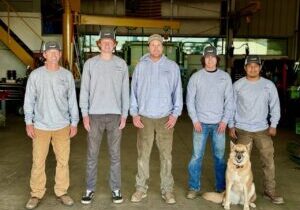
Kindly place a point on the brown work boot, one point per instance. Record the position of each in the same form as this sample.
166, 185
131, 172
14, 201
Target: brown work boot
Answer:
275, 198
32, 203
169, 197
192, 194
66, 200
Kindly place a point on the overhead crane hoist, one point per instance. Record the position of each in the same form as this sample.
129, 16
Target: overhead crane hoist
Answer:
73, 17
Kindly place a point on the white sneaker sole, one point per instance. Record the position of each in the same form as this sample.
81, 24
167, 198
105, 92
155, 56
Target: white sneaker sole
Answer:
172, 201
136, 201
85, 202
118, 201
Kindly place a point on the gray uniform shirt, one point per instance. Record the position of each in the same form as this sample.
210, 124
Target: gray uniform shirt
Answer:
50, 99
210, 97
104, 87
253, 102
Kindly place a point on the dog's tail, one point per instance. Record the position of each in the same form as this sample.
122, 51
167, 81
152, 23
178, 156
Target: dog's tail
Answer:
214, 196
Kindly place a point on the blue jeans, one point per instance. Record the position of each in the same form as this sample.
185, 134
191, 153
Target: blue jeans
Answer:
218, 150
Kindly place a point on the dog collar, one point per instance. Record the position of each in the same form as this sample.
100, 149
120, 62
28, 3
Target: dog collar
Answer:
237, 166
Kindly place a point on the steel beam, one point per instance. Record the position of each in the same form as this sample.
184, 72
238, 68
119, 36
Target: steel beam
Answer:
129, 22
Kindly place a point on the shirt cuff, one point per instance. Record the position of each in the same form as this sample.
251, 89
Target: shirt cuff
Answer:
274, 125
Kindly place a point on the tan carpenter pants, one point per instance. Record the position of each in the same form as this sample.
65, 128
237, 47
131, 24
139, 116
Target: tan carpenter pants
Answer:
164, 141
60, 141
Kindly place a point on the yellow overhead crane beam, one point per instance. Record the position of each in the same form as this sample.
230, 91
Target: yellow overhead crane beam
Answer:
16, 48
82, 19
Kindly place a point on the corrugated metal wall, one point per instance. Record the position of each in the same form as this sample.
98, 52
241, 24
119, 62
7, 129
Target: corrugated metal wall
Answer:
277, 18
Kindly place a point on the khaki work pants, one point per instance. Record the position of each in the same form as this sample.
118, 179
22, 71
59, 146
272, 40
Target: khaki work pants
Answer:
60, 141
164, 141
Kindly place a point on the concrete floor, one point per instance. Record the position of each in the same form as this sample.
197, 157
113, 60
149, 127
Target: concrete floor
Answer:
15, 165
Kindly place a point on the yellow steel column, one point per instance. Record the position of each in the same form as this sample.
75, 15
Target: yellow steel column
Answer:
67, 35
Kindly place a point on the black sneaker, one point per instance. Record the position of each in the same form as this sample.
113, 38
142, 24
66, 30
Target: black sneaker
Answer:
87, 197
117, 196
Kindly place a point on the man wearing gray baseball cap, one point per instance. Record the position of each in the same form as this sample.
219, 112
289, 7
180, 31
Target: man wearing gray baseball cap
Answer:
104, 103
156, 103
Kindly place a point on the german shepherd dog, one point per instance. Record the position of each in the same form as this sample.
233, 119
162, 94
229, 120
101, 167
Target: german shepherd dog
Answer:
240, 188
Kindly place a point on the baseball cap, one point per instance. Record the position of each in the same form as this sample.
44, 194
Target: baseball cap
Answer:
107, 34
155, 37
252, 59
210, 50
51, 45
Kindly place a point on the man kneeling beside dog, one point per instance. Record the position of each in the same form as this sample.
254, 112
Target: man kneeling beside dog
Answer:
255, 98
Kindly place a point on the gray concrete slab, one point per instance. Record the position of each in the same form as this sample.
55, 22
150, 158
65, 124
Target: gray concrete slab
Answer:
15, 166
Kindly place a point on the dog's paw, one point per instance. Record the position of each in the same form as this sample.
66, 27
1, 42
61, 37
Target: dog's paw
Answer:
227, 206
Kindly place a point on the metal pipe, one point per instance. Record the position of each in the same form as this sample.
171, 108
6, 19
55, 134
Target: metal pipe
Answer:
297, 35
12, 9
67, 35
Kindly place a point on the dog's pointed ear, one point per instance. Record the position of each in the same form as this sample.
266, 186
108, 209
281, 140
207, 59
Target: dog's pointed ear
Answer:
249, 146
231, 145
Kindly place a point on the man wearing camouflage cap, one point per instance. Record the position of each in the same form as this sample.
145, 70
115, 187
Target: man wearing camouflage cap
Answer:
51, 116
255, 99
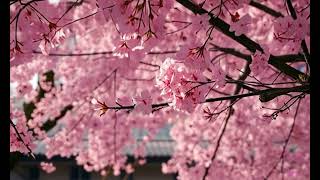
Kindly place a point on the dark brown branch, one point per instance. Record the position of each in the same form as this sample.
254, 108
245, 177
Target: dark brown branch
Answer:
265, 95
20, 139
283, 58
251, 45
266, 9
285, 145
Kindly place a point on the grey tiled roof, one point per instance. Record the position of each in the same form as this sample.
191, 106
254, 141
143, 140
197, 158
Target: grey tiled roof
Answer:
160, 146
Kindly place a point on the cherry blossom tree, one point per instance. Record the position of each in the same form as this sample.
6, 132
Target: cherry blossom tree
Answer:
230, 76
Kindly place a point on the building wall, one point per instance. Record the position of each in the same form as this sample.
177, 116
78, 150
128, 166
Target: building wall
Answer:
64, 171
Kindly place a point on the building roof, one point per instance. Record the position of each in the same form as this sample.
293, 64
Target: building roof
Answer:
161, 145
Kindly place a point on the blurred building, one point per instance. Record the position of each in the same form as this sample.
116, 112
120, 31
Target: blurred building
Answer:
158, 151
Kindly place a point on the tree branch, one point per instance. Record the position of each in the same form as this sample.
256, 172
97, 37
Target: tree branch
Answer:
251, 45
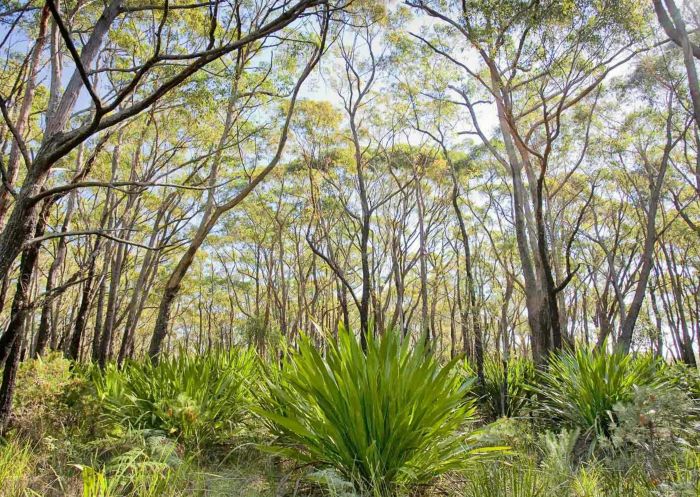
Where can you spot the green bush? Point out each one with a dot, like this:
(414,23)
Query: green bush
(51,398)
(519,479)
(505,390)
(198,399)
(653,427)
(581,388)
(16,467)
(388,418)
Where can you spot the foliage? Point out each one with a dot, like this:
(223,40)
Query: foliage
(519,479)
(199,399)
(15,467)
(150,468)
(386,418)
(581,388)
(558,452)
(50,397)
(505,389)
(655,424)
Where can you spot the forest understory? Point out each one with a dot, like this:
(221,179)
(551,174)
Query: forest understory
(359,248)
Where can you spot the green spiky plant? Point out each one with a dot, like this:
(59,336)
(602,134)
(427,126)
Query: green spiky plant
(505,391)
(198,399)
(581,388)
(387,418)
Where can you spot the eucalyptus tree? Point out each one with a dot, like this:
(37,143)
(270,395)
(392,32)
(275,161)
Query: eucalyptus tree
(536,63)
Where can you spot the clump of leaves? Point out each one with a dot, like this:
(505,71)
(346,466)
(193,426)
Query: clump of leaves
(504,392)
(198,399)
(581,388)
(50,397)
(519,479)
(16,466)
(654,427)
(384,418)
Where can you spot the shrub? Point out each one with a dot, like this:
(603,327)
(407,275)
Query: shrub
(581,388)
(149,467)
(50,397)
(505,390)
(15,467)
(522,479)
(654,426)
(384,419)
(198,399)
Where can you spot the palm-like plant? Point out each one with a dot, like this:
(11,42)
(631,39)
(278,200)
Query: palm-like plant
(505,391)
(199,399)
(581,388)
(388,417)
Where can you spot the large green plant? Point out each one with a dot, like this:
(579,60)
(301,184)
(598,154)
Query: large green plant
(581,388)
(199,399)
(385,418)
(505,391)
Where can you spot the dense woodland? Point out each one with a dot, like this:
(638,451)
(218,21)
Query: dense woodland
(215,193)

_Task to complete_. Copy out the data above exactly, except the pictures.

_Solution for this problem_.
Kindly place a point on the brown work boot, one point per instance. Record the position of each in the same form as this sample.
166, 185
131, 172
14, 201
Target: brown work boot
Answer:
275, 198
32, 203
169, 197
192, 194
66, 200
Kindly place a point on the overhead crane hoist, one point per instance. Record the position of each in the same form as this sample.
129, 16
Target: overhead crane hoist
Answer:
73, 17
Kindly place a point on the white sneaker sole, one point per instance. Record the position of each in the same form as this sample.
81, 24
167, 198
105, 92
155, 56
Target: white sneaker sole
Answer:
172, 201
136, 201
85, 202
118, 201
Kindly place a point on the gray uniform shirt, one point per instance. Record the position of each in the same form as this sample.
210, 124
Target: gray uniform shirt
Answer:
50, 99
210, 97
104, 87
253, 102
Kindly place a point on the dog's tail, one point per instance. Record the position of each in the same form as this sample.
122, 51
167, 81
152, 23
178, 156
Target: dog's tail
Answer:
214, 196
Kindly place a point on the blue jeans, one point per instance. Record the position of each in the same form as this sample.
185, 134
191, 153
Target: blue jeans
Answer:
218, 150
Kindly place a point on the dog collar, one point per instance. Record the position of each in the same form as this sample.
100, 149
120, 62
28, 3
Target: dog collar
Answer:
237, 166
Kindly place a point on the steel beam, one point per instance. Record the position of each in the same form as this sample.
184, 72
238, 68
119, 36
Target: steel beam
Answer:
129, 22
Kindly place a point on the shirt cuff, one point per instance. Record the position of each in the same form as this sample.
251, 89
Target: shirt cuff
Answer:
274, 125
Kindly place a point on the tan carpenter pants, one point per instance. Record the position of each in the same form as this sample.
65, 128
237, 47
131, 24
139, 116
Target: tan carpenter pants
Answer:
164, 141
60, 141
Kindly place a point on the yellow overhead crane beam, one point per instance. Record the position of each in the same form as this sample.
230, 91
Target: yellow overhead crane beam
Answer:
16, 48
82, 19
Kindly place a point on the corrugated metal wall, one point per instance. Record the position of each in the same form as this sample.
98, 52
241, 24
119, 62
7, 129
Target: corrugated metal wall
Answer:
277, 18
Kindly place a point on the khaki work pants, one point per instance. Record the position of each in the same form as this sample.
118, 179
22, 71
59, 146
272, 40
Target: khaki work pants
Answer:
60, 141
164, 141
Kindly place a point on the concrete floor, one point per instance. Record the position of each in the same form as this sample.
197, 157
113, 60
149, 127
Target: concrete floor
Answer:
15, 165
Kindly place a point on the yellow steel column, one point per instance. Record the position of each in the same form as this sample.
75, 15
Target: yellow steel column
Answer:
67, 35
Kindly place a point on the black sneaker, one point per instance. Record the position of each in the same form as this sample.
113, 38
142, 24
66, 30
Target: black sneaker
Answer:
87, 197
117, 196
Kindly place a point on the man wearing gray baseball cap, one point per instance. Record the position of each in the same form as this sample.
219, 112
289, 7
180, 31
Target: man wearing gray baseball cap
Answer:
104, 103
156, 103
Kindly place a point on the german shepherd dog, one point per instance. Record the position of each in the same form as this sample.
233, 119
162, 94
229, 120
101, 167
Target: german shepherd dog
Answer:
240, 188
Kindly place a point on the baseball cap, one point per instance. Record the position of each in the same form as this sample.
44, 194
Target: baseball cap
Answer:
107, 34
155, 37
252, 59
210, 50
51, 45
Kindly place a point on the man kneeling beside dog, one point per instance. Record the position of each in the same form as this sample.
254, 112
Target: man kneeling beside dog
Answer:
255, 98
Kindly place a point on the gray concrete slab, one point per instance. Record the position of each in the same form as this sample.
55, 22
150, 158
65, 124
Target: gray concrete slab
Answer:
15, 166
Kindly place a point on the dog's paw, one point per instance. Record the position of each in the same form as this sample.
66, 27
1, 42
61, 37
Target: dog's paw
Answer:
227, 206
Kindly place a point on the metal pipe, one point per instance. Record the position of each in the same form as this sample.
171, 108
6, 19
55, 134
Target: metal pipe
Answer:
297, 35
12, 9
67, 35
Kindly place a point on the dog's pointed ear, one point per instance. Record the position of each in the same form as this sample.
266, 186
108, 209
281, 140
207, 59
Target: dog's pointed ear
Answer:
249, 146
231, 145
Kindly place a point on the man wearing camouflage cap, one point per instance. Record the position of each in the same form as this sample.
145, 70
115, 187
Target: man wearing camouflage cap
Answer:
51, 116
255, 99
Kindly place a point on the dark brown branch, one point per instance. Record the position of each in the same form as this sample.
254, 108
245, 177
Target: dark brown branch
Answer:
265, 95
20, 139
283, 58
251, 45
266, 9
285, 145
Kindly place a point on the grey tiled roof, one point per instance. Record the position of each in the same form as this sample.
191, 106
254, 141
143, 140
197, 158
Target: grey tiled roof
Answer:
160, 146
Kindly place a point on the cherry blossom tree, one point per instance. Record the position of each in the same form as this sample.
6, 132
Target: cherry blossom tree
Answer:
230, 76
Kindly place a point on the building wall, one point per instance. Record the position of each in the same form as this sample.
177, 116
78, 150
128, 166
Target: building wall
Answer:
64, 171
Kindly place a point on the building roof, one point per instance. Record the position of each in the same form as this sample.
293, 64
Target: building roof
Answer:
161, 145
Kindly place a point on the blurred building, one point per instance. Record the position of each in the same form as this sample.
116, 112
120, 31
Target: blurred building
Answer:
158, 151
Kindly place a point on the tree branch, one point per instance. Record the position of each in the same form as this sample.
256, 172
97, 37
Target: tree branch
Answer:
251, 45
Where can you spot the green bush? Point out each one with a dot, like this:
(414,23)
Query: green bush
(51,398)
(519,479)
(505,390)
(198,399)
(653,427)
(581,388)
(16,467)
(388,418)
Where can you spot the foliage? Point out each one with a dot, like this:
(223,40)
Query: foliage
(519,479)
(199,399)
(15,467)
(150,468)
(386,418)
(581,388)
(558,452)
(50,397)
(505,389)
(655,424)
Where can you spot the forest understory? Point out each one with a dot, like this:
(221,179)
(551,174)
Query: forest understory
(359,248)
Where can you spot the green spiky plant? Point out each one with a dot, like this:
(59,336)
(602,134)
(427,126)
Query: green spiky plant
(505,391)
(198,399)
(581,388)
(387,418)
Where can you spot the eucalyptus tree? Point out each one with a dot, like this:
(37,143)
(270,395)
(392,32)
(275,161)
Query: eucalyptus tree
(536,63)
Where can you spot the clump of leaves? Point out each one with a dot, like this:
(505,71)
(346,466)
(193,426)
Query: clump of leaves
(504,392)
(198,399)
(581,388)
(50,397)
(519,479)
(16,466)
(654,427)
(384,418)
Where can you spot the shrub? Point out each one with a dot, like this:
(603,327)
(407,275)
Query: shrub
(581,388)
(149,467)
(50,397)
(505,390)
(15,467)
(522,479)
(654,426)
(384,419)
(198,399)
Where can you spot the palm-like plant? Point out each one with a dot, like this:
(11,42)
(631,39)
(278,200)
Query: palm-like plant
(505,391)
(199,399)
(581,388)
(388,417)
Where can you spot the large green plant? Point out each one with a dot, like this:
(579,60)
(301,184)
(598,154)
Query: large green plant
(581,388)
(199,399)
(385,418)
(505,391)
Where can you spot the dense woodland? Point out each one with a dot, like this:
(638,451)
(218,21)
Query: dense woodland
(215,193)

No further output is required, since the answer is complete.